Task to complete: Quote the lines below from the beginning through the line holding "column 236, row 126", inclusive, and leave the pictures out of your answer.

Entries taken from a collection
- - - -
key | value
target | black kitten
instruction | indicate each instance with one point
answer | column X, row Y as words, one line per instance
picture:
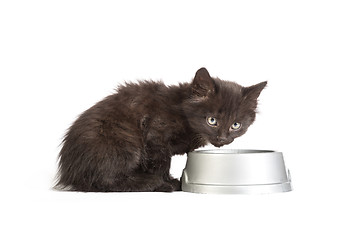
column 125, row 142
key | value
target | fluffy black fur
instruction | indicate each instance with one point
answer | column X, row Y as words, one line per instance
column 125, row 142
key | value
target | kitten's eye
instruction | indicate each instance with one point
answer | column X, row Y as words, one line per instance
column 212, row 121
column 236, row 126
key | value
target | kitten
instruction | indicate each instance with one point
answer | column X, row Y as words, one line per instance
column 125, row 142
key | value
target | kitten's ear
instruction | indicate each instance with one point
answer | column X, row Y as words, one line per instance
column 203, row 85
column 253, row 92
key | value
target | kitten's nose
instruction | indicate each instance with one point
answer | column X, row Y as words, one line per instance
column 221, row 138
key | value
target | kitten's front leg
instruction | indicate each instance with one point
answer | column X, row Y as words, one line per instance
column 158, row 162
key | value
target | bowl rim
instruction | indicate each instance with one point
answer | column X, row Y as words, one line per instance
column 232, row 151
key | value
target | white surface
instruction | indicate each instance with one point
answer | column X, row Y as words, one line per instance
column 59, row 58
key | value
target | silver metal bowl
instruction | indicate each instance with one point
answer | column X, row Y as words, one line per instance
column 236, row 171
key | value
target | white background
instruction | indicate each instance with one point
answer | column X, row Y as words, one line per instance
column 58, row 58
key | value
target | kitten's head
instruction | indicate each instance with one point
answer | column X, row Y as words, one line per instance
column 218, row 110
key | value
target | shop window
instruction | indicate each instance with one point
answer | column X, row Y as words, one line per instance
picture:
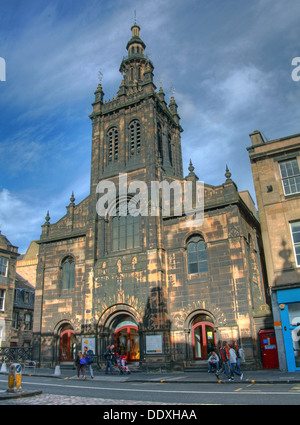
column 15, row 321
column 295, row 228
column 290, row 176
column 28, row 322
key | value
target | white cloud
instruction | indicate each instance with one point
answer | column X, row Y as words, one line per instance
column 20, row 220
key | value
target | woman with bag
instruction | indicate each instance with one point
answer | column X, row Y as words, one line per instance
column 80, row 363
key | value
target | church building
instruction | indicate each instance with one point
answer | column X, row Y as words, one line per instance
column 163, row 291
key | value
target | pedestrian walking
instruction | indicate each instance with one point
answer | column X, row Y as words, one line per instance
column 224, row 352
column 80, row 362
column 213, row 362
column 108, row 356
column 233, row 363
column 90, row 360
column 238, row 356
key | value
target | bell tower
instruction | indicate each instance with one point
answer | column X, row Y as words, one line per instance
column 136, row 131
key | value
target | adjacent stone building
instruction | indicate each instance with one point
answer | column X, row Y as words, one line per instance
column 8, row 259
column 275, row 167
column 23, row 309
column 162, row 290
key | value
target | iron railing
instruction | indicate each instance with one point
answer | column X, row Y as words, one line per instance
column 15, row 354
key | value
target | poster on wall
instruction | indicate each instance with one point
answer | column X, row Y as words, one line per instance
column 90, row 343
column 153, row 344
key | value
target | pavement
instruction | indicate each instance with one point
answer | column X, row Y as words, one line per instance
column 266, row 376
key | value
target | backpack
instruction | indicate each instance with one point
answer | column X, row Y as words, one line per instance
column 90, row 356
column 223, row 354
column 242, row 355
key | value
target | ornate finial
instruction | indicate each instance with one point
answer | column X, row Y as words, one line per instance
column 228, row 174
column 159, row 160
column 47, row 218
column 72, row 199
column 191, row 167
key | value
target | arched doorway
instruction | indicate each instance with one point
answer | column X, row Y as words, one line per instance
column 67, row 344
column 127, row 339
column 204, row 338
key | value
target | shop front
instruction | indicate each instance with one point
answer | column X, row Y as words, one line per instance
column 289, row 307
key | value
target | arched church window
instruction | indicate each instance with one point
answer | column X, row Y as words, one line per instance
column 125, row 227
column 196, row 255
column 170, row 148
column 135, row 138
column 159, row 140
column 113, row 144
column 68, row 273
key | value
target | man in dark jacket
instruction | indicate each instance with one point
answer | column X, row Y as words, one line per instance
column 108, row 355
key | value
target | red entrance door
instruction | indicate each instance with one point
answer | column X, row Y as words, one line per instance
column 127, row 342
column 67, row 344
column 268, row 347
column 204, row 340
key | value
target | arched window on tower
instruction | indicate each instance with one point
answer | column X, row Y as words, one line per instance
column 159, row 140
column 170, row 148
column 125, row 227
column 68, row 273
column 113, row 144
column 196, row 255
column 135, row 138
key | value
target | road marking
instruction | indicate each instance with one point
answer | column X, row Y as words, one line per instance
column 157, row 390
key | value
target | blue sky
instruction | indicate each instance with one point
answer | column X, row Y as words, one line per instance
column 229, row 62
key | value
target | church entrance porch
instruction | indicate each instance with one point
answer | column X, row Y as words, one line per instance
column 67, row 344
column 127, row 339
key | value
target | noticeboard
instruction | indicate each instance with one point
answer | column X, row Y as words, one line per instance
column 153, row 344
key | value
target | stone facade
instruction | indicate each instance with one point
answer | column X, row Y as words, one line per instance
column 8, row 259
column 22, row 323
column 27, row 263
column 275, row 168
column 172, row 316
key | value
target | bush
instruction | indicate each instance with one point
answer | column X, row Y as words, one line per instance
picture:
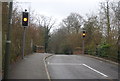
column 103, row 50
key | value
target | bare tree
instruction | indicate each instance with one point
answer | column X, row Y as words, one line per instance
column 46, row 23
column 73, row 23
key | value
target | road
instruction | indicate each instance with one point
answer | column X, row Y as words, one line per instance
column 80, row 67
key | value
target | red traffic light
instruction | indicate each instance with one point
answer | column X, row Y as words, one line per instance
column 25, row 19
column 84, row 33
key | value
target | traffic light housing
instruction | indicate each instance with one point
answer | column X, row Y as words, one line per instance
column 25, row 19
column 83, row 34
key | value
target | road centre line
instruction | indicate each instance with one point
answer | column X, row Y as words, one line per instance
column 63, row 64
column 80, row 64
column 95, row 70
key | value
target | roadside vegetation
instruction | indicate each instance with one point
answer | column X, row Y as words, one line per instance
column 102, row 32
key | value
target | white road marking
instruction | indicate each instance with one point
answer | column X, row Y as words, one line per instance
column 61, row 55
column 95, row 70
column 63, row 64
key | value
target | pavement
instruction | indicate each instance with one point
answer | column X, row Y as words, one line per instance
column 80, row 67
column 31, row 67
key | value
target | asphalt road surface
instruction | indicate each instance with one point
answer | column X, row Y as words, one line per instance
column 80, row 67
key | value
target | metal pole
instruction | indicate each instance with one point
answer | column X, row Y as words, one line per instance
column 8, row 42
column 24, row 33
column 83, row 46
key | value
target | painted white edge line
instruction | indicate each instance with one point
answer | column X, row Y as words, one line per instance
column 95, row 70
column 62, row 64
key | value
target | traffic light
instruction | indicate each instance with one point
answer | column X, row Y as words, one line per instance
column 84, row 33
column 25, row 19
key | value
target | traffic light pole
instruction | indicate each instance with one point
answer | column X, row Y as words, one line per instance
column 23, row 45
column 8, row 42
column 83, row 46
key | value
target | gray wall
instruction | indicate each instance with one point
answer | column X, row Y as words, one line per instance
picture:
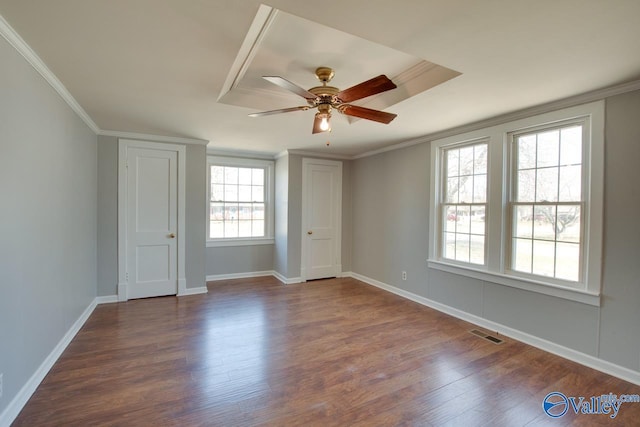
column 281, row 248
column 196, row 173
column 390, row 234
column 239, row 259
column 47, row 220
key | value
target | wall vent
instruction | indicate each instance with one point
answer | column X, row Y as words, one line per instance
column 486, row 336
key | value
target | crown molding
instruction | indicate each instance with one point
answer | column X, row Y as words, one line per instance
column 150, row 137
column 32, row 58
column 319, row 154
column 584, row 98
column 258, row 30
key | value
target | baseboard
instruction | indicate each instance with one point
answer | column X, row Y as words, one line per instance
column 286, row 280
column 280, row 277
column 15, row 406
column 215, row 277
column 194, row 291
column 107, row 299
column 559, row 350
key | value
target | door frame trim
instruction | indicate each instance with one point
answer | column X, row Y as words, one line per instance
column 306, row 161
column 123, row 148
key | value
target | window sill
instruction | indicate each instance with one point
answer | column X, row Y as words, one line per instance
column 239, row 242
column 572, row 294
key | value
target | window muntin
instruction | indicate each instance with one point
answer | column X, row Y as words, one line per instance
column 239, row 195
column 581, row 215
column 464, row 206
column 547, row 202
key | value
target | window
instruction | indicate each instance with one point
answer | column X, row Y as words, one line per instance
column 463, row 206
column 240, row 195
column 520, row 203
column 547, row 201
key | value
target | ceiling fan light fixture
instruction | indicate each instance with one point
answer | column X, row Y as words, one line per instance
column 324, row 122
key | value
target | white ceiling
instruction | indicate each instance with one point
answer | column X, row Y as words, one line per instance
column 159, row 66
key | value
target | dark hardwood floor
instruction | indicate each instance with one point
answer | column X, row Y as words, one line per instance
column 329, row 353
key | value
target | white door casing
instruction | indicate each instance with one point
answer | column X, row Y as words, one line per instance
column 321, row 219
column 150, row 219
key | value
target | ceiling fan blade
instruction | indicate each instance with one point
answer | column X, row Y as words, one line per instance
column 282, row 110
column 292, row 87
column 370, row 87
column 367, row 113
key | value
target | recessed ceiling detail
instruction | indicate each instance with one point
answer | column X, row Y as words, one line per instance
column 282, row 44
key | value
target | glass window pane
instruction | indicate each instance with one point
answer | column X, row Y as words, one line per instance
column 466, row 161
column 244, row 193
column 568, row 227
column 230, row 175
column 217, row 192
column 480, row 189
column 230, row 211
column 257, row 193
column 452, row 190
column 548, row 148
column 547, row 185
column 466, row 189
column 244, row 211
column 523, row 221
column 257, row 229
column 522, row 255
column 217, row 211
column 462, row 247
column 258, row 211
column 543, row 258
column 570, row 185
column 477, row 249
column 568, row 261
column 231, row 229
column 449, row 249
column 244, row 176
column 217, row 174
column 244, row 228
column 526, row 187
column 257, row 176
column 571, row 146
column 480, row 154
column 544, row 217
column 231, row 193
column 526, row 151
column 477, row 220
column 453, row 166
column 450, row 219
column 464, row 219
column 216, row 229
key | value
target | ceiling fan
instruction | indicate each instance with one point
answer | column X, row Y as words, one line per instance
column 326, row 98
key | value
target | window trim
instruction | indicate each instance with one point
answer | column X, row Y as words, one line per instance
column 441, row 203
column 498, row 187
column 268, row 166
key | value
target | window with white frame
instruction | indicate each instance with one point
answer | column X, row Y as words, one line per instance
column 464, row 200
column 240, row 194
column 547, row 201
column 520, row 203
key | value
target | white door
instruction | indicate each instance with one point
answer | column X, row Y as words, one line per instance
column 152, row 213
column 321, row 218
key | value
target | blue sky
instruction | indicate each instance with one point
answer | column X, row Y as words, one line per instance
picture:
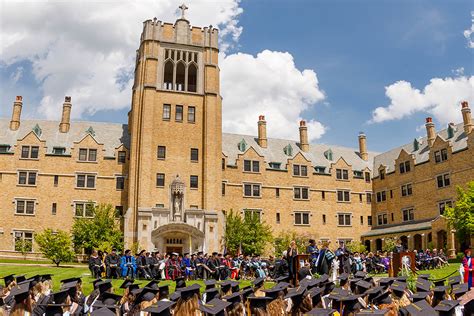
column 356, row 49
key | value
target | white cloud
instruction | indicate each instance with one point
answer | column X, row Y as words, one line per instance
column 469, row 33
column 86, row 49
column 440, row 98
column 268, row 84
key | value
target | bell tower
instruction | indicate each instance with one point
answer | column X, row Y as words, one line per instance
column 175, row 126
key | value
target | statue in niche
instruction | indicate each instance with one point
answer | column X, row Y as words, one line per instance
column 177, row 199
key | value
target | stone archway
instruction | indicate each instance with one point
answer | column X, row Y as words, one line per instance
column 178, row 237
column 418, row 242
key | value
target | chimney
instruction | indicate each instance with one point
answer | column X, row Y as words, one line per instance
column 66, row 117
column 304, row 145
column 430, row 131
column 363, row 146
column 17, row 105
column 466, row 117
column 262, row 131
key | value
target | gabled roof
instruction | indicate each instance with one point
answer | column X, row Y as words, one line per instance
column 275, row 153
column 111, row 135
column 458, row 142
- - - -
Result of this exercise:
key | value
target | black kitten
instruction | indicate each instance with one point
answer | column X, row Y as words, one line per instance
picture:
column 125, row 142
key | value
target | fluffy black fur
instruction | indicate each instance with one point
answer | column X, row Y as words, one line per instance
column 125, row 142
key | value
target | kitten's eye
instruction | indicate each instance with one point
answer | column X, row Y as words, one line per instance
column 212, row 121
column 236, row 126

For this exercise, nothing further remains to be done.